__WHAT THIS TASK INVOLVES__:
Wherever the string "fence" appears in the records, return the line that holds it.

Stored data entries
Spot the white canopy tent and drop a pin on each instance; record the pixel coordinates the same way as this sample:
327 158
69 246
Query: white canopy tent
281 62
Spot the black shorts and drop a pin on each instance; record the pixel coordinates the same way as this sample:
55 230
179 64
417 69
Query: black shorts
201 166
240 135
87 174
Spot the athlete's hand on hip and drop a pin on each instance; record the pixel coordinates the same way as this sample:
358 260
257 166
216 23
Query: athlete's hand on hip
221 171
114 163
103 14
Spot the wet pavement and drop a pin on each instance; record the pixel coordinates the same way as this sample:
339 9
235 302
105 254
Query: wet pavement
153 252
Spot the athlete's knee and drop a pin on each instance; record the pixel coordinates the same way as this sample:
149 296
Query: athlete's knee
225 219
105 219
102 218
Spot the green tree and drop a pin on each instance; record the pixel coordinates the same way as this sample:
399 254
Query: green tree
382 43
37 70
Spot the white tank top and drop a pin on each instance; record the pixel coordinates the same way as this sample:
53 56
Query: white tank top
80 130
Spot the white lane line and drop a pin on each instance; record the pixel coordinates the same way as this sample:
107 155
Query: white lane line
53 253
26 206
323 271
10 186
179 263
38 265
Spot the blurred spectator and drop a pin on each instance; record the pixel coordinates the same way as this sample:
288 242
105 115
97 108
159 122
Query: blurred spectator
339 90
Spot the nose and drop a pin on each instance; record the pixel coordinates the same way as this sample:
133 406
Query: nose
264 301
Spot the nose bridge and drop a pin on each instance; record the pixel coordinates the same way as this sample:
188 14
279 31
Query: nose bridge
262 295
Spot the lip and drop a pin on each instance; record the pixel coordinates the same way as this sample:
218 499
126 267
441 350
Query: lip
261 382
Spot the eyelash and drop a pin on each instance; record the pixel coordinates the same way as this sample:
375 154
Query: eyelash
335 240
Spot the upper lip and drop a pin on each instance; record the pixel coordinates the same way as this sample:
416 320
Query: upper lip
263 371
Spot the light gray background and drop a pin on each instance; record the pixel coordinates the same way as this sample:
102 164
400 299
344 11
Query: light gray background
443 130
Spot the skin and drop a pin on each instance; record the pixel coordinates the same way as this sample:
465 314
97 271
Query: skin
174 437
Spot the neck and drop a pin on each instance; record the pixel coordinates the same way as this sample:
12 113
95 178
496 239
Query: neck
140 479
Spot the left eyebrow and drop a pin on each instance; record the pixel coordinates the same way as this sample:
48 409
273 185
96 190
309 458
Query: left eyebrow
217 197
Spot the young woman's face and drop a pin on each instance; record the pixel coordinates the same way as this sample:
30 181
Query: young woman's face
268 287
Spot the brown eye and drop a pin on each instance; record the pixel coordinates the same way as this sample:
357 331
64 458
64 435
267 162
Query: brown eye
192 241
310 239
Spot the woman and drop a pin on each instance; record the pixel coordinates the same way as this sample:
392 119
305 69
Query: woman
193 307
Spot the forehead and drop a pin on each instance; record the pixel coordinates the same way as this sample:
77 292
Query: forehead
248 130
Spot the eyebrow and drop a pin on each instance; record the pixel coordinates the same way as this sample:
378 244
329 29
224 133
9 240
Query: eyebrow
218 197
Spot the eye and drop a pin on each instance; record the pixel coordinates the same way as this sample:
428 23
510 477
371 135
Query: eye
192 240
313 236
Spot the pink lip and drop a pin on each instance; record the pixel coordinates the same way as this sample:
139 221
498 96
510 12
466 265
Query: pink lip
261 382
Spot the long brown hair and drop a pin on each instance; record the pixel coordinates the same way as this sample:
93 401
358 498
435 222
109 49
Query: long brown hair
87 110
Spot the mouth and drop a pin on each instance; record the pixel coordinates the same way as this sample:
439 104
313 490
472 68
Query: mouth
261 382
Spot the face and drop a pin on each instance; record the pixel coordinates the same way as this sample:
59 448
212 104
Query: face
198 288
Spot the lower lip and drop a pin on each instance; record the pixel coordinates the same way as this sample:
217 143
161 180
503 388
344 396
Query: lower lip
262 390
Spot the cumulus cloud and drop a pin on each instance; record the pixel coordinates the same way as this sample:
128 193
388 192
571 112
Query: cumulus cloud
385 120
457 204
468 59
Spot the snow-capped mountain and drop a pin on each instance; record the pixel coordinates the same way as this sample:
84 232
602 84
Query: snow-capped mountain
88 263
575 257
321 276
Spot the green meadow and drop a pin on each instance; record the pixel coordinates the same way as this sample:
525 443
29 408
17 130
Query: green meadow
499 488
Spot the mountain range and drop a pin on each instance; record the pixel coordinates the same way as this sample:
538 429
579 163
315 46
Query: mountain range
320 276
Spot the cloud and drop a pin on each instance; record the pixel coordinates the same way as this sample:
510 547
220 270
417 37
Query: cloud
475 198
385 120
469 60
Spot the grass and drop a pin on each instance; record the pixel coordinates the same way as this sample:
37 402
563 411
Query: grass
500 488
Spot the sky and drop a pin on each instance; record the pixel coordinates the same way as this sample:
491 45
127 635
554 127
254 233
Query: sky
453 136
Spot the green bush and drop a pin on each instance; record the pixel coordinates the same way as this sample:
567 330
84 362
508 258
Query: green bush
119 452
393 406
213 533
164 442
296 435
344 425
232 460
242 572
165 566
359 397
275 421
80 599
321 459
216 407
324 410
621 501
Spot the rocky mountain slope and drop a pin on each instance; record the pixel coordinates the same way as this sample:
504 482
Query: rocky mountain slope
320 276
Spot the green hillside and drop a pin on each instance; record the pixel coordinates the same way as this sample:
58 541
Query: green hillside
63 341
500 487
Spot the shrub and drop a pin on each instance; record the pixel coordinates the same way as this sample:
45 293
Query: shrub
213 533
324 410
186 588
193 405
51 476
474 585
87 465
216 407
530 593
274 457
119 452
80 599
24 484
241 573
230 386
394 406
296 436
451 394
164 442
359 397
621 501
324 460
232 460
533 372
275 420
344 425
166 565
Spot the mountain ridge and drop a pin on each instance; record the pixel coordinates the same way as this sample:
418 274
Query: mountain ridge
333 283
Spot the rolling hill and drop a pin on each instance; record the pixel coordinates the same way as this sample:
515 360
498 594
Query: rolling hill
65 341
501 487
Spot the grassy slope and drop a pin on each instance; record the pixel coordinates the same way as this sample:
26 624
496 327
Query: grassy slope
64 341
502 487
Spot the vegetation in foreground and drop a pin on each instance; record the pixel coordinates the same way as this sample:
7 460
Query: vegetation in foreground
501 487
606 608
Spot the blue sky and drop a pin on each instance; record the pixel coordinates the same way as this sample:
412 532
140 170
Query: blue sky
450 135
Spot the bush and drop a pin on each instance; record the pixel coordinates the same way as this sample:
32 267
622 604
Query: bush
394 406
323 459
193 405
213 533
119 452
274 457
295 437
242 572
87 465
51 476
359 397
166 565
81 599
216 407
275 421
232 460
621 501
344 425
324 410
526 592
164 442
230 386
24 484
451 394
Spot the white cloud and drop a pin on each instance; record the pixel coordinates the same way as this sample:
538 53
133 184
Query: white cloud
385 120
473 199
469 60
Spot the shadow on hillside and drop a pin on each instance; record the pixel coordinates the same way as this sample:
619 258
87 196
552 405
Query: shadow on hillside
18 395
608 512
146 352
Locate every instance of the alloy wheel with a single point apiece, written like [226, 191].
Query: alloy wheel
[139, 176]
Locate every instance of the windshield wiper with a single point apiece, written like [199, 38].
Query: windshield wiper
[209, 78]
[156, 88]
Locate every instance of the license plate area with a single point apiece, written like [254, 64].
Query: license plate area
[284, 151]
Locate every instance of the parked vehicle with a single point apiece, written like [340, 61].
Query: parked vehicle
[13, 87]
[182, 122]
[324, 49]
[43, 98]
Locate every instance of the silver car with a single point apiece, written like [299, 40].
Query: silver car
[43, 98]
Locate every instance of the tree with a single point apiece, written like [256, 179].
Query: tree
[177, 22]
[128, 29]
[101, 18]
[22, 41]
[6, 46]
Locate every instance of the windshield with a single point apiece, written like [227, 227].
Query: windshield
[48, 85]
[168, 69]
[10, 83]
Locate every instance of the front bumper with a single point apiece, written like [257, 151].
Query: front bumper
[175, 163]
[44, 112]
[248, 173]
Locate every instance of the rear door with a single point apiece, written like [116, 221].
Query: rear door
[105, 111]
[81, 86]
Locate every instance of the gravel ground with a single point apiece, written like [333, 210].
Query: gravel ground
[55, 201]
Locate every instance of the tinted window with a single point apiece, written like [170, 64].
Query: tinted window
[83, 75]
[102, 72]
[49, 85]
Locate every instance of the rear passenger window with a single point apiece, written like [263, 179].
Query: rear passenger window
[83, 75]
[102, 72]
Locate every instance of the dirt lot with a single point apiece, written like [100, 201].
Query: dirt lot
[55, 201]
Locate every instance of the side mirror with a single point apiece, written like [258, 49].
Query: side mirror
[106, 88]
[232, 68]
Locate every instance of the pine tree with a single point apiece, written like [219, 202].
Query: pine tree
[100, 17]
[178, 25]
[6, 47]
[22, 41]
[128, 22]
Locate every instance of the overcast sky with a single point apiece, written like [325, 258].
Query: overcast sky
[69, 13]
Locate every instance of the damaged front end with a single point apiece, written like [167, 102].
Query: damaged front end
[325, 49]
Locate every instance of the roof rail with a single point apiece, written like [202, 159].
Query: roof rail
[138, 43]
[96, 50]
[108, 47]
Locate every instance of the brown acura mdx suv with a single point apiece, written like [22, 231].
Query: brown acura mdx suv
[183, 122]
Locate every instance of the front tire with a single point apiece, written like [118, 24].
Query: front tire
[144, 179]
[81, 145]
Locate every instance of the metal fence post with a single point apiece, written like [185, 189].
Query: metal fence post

__RESPONSE__:
Locate every instance of the metal fence post with a single point apiece, written like [185, 189].
Query: metal fence post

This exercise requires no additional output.